### Document extract

########################################

Author: Gifford Tompkins

---

Project 03 | Notebook 1 of 6

## OBJECTIVE
This notebook will establish a Base Model to compare our final model's success to. We will then clean the data and make it ready fro analysis. We will then begin some Exploratory Data Analysis and attempt to get a sense of whether or not we will be able to answer our problem statement given our body of data. If so, we will also have a sense for how to develop a strategy for building our model.

# Import Libraries and Dataset

In [1]:
import pandas as pd
import numpy as np
import time
import regex as re

from nltk.stem import WordNetLemmatizer
from sklearn.naive_bayes import GaussianNB, MultinomialNB

from sklearn.feature_extraction.text import CountVectorizer, TfidfVectorizer
from sklearn.model_selection import train_test_split, GridSearchCV
from sklearn.pipeline import Pipeline

from project_functions.data_cleaning_and_eda import clean_string

In [2]:
df = pd.read_csv('../data/corpus.csv')
df = df.drop_duplicates()

## Drop Duplicates
Before establishing a baseline model, we will remove any duplicates from our data set to establish a valid class distribution.

In [3]:
df['vegan'].value_counts(normalize=True)

0    0.501411
1    0.498589
Name: vegan, dtype: float64

# Baseline Model

Our baseline model is the majority class distribution of our data set. We will attempt to create a model with more accuracy than a naive guess.

########################################

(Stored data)

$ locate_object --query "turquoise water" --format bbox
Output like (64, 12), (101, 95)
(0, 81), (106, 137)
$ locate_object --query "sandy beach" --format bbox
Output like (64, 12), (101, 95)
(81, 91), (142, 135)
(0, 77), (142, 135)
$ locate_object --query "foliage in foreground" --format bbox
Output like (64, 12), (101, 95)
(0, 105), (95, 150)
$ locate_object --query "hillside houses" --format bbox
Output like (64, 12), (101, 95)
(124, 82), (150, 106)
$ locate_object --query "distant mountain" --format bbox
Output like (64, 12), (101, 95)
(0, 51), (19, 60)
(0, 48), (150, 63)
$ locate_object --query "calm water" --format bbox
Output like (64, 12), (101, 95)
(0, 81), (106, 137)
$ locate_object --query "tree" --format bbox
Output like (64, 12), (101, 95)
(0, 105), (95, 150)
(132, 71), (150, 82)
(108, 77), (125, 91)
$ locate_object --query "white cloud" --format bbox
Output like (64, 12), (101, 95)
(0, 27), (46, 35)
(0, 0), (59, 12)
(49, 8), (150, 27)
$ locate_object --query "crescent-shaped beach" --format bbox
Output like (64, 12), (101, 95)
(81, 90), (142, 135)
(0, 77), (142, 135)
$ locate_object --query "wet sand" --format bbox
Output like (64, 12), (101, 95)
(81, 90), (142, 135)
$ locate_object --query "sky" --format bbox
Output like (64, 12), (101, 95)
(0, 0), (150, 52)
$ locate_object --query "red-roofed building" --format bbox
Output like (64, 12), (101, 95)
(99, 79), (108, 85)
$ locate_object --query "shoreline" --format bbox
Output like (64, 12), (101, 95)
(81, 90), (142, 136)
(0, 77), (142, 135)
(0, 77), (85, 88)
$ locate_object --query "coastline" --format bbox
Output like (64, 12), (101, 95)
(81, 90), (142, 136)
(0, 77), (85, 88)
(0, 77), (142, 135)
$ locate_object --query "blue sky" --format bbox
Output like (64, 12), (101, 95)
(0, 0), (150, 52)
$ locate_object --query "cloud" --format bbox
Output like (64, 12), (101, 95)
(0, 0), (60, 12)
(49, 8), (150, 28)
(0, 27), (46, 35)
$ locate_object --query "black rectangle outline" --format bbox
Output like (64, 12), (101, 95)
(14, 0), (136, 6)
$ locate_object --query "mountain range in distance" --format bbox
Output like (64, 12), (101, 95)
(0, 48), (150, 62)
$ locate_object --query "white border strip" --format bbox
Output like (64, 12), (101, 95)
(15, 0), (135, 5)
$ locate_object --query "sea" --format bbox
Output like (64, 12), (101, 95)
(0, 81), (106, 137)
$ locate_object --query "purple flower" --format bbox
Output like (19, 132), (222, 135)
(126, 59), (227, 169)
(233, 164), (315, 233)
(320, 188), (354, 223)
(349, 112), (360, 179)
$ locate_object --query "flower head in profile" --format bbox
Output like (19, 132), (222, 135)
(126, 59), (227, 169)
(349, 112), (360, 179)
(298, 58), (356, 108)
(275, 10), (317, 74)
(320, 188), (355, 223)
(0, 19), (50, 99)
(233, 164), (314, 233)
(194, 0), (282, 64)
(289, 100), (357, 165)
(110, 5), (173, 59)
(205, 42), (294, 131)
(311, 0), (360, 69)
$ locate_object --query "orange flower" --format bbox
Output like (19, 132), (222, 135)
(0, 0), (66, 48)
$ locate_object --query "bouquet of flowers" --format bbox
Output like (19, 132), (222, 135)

########################################

### The problem
Decide whether each statement agrees with the notebook excerpt, answering yes or no and quoting the words of the excerpt that settle it. 1. Duplicates are removed before the baseline model is set. 2. The baseline model is the minority class distribution of the data set. 3. This notebook is the first of six.

### Written answer
1. Yes: "Before establishing a baseline model, we will remove any duplicates from our data set to establish a valid class distribution."
2. No: "Our baseline model is the majority class distribution of our data set."
3. Yes: "Notebook 1 of 6"